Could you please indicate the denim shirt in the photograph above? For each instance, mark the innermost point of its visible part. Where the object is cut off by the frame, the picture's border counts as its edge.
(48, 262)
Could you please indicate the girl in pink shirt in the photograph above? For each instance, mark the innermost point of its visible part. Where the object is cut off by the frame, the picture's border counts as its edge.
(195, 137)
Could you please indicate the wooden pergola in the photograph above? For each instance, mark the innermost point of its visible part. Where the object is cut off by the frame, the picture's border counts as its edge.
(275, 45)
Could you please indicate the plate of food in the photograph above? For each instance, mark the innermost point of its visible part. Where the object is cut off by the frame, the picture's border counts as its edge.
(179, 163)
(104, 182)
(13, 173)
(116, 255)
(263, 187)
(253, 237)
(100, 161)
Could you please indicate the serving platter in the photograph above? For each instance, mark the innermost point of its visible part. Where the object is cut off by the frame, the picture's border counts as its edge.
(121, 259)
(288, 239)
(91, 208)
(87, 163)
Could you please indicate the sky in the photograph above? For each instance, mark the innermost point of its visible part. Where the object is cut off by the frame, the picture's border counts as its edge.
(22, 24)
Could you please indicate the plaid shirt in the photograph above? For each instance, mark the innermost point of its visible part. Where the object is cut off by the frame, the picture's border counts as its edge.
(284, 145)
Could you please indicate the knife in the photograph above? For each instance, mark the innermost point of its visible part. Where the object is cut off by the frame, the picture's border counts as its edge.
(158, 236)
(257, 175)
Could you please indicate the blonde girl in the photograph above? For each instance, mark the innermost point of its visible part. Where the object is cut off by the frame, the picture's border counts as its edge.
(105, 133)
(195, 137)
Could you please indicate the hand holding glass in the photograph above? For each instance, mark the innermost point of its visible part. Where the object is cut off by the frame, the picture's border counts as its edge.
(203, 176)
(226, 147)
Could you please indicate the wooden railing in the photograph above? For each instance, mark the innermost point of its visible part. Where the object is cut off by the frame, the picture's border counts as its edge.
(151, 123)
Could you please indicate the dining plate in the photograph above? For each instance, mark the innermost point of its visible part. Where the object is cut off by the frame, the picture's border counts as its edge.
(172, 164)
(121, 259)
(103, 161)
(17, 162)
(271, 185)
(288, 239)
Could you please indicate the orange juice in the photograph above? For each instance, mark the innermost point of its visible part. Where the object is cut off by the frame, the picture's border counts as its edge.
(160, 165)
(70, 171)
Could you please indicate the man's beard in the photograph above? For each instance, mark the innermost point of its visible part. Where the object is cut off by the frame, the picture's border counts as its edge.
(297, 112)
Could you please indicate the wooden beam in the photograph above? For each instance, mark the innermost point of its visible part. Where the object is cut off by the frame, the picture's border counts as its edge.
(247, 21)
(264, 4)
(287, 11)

____

» **Required work**:
Every entry is to be transcribed exactly as it stands.

» **Output below**:
Could you please indicate the denim shirt in the photograph above? For each instance, mark the innermost point of its visible part. Where the object is cut off by the frame, the picture's border counts as its edge.
(48, 262)
Could you please indicate the girl in pink shirt in the photograph above? For each instance, mark the innermost point of its visible part. Where the object is cut off by the frame, the picture's border counts as its edge.
(195, 137)
Could you please indicate the wooden pergola in the photograph above? For each instance, mark the innermost point of its visible part. Where the object is cut off by the frame, the picture's border counts as its edge.
(275, 45)
Could you please indicate the plate of food in the photograph above? For each instance, mark the innermost point of its visible part. Where the object is cut off by the frame, the picture's border counts as its edge.
(179, 163)
(104, 182)
(13, 173)
(116, 255)
(263, 187)
(253, 237)
(100, 161)
Could you please indicate the serving platter in the photograph above? For each instance, mark the innermost point of its visible part. Where the object is cut off by the frame, the picture's border counts as its edge.
(121, 259)
(288, 239)
(91, 208)
(87, 163)
Could you please indicate the sky in the photograph above? For each instance, mark the innermost point of its visible part. Where the object is cut off by the frame, the picture's border counts as its edge.
(22, 24)
Could you please indicate the plaid shirt in the photograph above? For each instance, mark the innermost point of its visible part. Where the object is cut off by the frame, the picture's border counts as its edge.
(284, 145)
Could you please indicate the knife in the photograph above? For each instance, mark the innermost point of its visible part. Where the object is cut off by the frame, the picture's border counts as its edge.
(158, 236)
(257, 175)
Could you please indicate the blonde girl in the photograph above? For each instance, mark the innermost point of its visible part. Where the object is cut off by the frame, the picture's border counts as its edge.
(105, 133)
(195, 137)
Could you please indicate the hand holding glass in the photograph above? For each instance, mark the innermost point of its visible part. Where the object is cut off by the frame, the picture's border counts as its edge.
(203, 176)
(226, 147)
Could you please indicate the wooden railing in the photograph above? For each instance, mark the innermost point of its visible part. Where the object is cut off by the frame, the picture's border counts as its edge.
(151, 123)
Could you please indicate the dining plate in the photograph above? For each instance, mark the innermost point of its visible part. Where the object is cut off by the frame, the picture's border counts as its edge.
(172, 164)
(121, 259)
(103, 161)
(17, 162)
(271, 185)
(288, 239)
Could you please indicate the orange juice in the photograph above? For each instance, mark the innermost point of its visible part. Where the object is cut off by the frame, the picture's border counts as its edge.
(160, 165)
(70, 171)
Could you please indicate the man's beard in the photograph above? For each instance, mark the innermost point of its visible part. Where the object is cut off by the frame, the picture's border counts as its edge.
(297, 112)
Could you please indicate the wooden beam in the photograph above? For each instance, mark the innermost point of its visible part. Where the object is cut off by the frame, the picture's border counts as its edge.
(247, 21)
(264, 4)
(287, 11)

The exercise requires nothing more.